Required task: Convert all of the rows below into one numbered list of lines, leaving out any blank lines.
+--
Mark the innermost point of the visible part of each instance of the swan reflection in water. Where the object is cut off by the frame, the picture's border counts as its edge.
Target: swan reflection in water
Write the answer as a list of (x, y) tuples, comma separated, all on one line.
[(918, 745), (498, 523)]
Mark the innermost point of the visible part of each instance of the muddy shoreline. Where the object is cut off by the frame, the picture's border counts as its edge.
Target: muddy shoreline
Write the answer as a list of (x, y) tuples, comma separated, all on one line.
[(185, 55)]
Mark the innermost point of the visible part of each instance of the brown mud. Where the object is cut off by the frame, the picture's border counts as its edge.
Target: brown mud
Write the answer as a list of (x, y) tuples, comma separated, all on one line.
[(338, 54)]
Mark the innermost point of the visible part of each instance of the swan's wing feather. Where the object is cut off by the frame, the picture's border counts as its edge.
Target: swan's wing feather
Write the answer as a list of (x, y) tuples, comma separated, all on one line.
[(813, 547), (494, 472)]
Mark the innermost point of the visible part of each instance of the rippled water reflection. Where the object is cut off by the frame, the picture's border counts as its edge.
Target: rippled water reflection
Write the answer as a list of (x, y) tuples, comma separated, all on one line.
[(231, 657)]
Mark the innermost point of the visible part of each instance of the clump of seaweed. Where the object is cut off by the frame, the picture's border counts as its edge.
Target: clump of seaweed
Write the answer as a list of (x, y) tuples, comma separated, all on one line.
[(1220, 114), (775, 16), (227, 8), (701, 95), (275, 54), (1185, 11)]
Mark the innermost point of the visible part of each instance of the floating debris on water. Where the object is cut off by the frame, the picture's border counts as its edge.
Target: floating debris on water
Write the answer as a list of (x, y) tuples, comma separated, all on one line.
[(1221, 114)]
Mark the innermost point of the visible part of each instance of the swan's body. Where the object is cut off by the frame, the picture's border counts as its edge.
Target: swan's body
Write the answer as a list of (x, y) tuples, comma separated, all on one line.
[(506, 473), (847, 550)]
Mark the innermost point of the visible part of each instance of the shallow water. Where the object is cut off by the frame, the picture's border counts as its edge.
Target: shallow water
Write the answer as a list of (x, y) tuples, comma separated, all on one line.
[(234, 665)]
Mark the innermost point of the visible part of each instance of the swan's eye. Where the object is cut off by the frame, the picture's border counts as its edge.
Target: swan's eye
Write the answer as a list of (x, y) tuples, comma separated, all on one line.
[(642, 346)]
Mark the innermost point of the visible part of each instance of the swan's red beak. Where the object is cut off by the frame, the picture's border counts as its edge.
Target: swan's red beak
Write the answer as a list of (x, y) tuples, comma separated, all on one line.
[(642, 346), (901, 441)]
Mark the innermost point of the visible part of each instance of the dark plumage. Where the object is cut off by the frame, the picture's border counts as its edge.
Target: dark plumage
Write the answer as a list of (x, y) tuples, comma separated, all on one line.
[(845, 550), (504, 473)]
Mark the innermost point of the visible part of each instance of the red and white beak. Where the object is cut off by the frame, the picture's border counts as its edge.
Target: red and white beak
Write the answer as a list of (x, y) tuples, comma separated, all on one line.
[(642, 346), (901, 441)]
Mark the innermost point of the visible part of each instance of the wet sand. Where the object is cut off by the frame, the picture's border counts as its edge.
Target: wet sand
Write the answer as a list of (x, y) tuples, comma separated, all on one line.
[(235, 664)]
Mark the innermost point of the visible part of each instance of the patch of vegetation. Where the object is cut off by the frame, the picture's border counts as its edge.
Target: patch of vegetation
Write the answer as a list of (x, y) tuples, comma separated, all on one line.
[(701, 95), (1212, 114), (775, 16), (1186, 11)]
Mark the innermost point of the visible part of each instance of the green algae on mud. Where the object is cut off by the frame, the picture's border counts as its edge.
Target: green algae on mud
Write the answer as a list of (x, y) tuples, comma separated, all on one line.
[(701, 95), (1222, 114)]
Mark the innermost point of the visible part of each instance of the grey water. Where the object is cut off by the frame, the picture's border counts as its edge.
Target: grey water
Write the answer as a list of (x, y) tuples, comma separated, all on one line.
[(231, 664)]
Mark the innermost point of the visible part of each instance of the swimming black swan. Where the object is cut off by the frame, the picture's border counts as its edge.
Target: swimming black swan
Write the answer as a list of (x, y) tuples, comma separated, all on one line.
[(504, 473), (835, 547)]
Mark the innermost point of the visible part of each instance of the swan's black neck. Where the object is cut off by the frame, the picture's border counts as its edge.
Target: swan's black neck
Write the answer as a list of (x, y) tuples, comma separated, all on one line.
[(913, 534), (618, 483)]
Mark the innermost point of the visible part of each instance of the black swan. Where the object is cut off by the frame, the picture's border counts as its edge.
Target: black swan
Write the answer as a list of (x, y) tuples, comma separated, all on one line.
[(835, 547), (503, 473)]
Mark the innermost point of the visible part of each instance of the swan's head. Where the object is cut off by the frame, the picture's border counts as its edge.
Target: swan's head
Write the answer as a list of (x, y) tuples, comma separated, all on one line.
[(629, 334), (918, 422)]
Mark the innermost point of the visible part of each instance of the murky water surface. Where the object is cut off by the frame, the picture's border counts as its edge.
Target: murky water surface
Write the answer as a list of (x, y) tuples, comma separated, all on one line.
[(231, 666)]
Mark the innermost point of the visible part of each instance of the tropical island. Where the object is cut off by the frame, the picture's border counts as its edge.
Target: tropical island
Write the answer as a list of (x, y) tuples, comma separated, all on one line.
+--
Output of the exercise:
1. Mark the innermost point of the visible part of each instance of the swan reflection in water. Where the object is cut off by the frame, the picture's border counts as its edge.
2. Target: swan reflection in water
3. Write the answer as a list of (x, y) tuples, comma separated, all on one line.
4. [(918, 745), (498, 523)]
5. Mark the innermost point of the visible part of each instance of the muddy shoreline. Where the object is cut off by the frame, the picture's border counts as its edge.
6. Target: muddy shoreline
7. Write the answer as a list of (x, y) tuples, comma separated, all on one line.
8. [(185, 55)]
9. Mark the innermost point of the visible part of each instance of the brown mud. Where the object is cut off by the frame, the picture's border counts as its edge.
10. Target: brown mud
11. Write the answer as a list of (x, y) tuples, comma separated, all on one line.
12. [(338, 54)]
13. Mark the innermost point of the visible part of each instance of the swan's wing feather. Where the object is cut off by the frame, the picture's border counts as its edge.
14. Target: swan's wing feather
15. Write the answer as a list of (x, y) tuples, comma separated, all on one line.
16. [(813, 547), (494, 472)]
17. Mark the innermost point of the visible part of each instance of the rippled water reflection. Where the object is cut off by the frame, the picture's border counts as its edge.
18. Target: rippled water reflection
19. Write the answer as a list of (x, y) tuples, comma separated, all on one line.
20. [(231, 657)]
21. Mark the innermost point of the visible part of each instance of the clump of seaweed. Where the object is cut off by the frame, the picture's border counts as its edge.
22. Target: clump of seaweed
23. Write the answer as a list of (x, y) tuples, comma separated, all on one line.
24. [(1220, 114), (775, 16), (227, 8), (701, 95), (275, 54), (1185, 11)]
25. Mark the innermost point of the visible part of each instance of the floating debris on water. Where the object is cut off by the frame, the picture's border counts as its edge.
26. Target: floating debris on water
27. Write the answer as a list of (x, y) tuples, comma separated, all on one line.
28. [(1221, 114)]
29. Mark the innermost point of the visible part of each instance of the swan's body. Where the object is cut off by the frame, the picture's border counts as its edge.
30. Target: swan's body
31. Write the answer as a list of (x, y) tuples, comma separated, all on one line.
32. [(506, 473), (847, 550)]
33. Mark the innermost point of the visible part of each instance of the shallow water. Where the object is cut off by the frame, the picture's border counts as its edge.
34. Target: shallow water
35. Write the answer as a list of (x, y) tuples, comma separated, all on one line.
36. [(234, 665)]
37. Mark the innermost point of the visible part of each instance of the swan's eye. Where the object is cut off by the frame, the picture's border counts as its edge.
38. Target: swan's eye
39. Write the answer as a list of (x, y) tuples, comma separated, all on one line.
40. [(642, 346)]
41. Mark the innermost point of the visible part of each instance of the swan's red beak. Where the object is cut off by the frame, the picture's border counts as its edge.
42. Target: swan's red beak
43. Write the answer as a list of (x, y) tuples, comma separated, all on one line.
44. [(642, 346), (901, 441)]
45. Mark the innermost point of the visible part of each instance of the dark plumage. Where the object is cut off by the frame, the picture's border counts as its edge.
46. Target: dark plumage
47. Write the answer as a list of (x, y) tuples, comma separated, all on one line.
48. [(845, 550), (504, 473)]
49. Mark the innermost point of the visible part of each instance of the red and white beak. Where the object is cut off by the frame, the picture's border counts as its edge.
50. Target: red and white beak
51. Write the answer as a list of (x, y) tuples, comma separated, all on one line.
52. [(642, 346), (901, 441)]
53. Mark the innermost point of the visible part of each instance of the wet sand. Where the object is cut off by the frame, the picture's border counts as its edge.
54. Target: wet sand
55. Write the answer as a list of (x, y) tuples, comma separated, all on one line.
56. [(235, 664)]
57. Mark the innermost point of the visible part of each instance of the patch of vegetation. Where the object is cut off by the frame, the picture's border counts as its edge.
58. Target: patch of vegetation
59. Write the answer as a list of (x, y) tuples, comma separated, all on one line.
60. [(701, 95), (1212, 114), (775, 16), (1186, 11)]
61. Mark the innermost point of the visible part of each instance of the green algae on mud. Where the object is cut off by the frame, the picture's border counts as its edge.
62. Target: green algae on mud
63. Write the answer as a list of (x, y) tuples, comma separated, all on one line.
64. [(701, 95), (1222, 114)]
65. Mark the innermost point of the visible part of each instance of the grey water. Where the object is cut off by the frame, the picture's border counts as its edge.
66. Target: grey water
67. Write the answer as a list of (x, y) tuples, comma separated, all on one line.
68. [(231, 664)]
69. Mark the innermost point of the visible part of each instance of the swimming black swan. Where the object is cut off by the frame, the picture's border counts as its edge.
70. Target: swimming black swan
71. Write the answer as a list of (x, y) tuples, comma separated, all on one line.
72. [(504, 473), (835, 547)]
73. Mark the innermost point of the visible part of each instance of the swan's black neck. Where the object is cut off by the frame, the picture's border counts as its edge.
74. Target: swan's black neck
75. Write the answer as a list of (x, y) tuples, comma separated, all on one line.
76. [(913, 534), (618, 483)]
77. Mark the innermost point of the visible part of each instance of the black swan. Where the object is cut off by the frame, the picture's border counts as its edge.
78. Target: black swan
79. Write the answer as a list of (x, y) tuples, comma separated, all on one line.
80. [(835, 547), (503, 473)]
81. Mark the innermost point of the visible part of each instance of the swan's head. Where the object is cut off by the frame, the picture's border counts as its edge.
82. Target: swan's head
83. Write the answer as a list of (x, y) tuples, comma separated, all on one line.
84. [(629, 334), (918, 422)]
85. Mark the innermost point of the visible part of each instance of the murky water surface. Where the object is cut off by the frame, the picture's border counts as its edge.
86. Target: murky water surface
87. Write the answer as a list of (x, y) tuples, comma separated, all on one line.
88. [(231, 666)]
89. Mark the innermost point of the visible part of each instance of the tropical island. Where the object is cut off by the frame, the picture's border counts as its edge.
90. Target: tropical island
91. Write the answer as a list of (x, y) tuples, comma separated, all on one line.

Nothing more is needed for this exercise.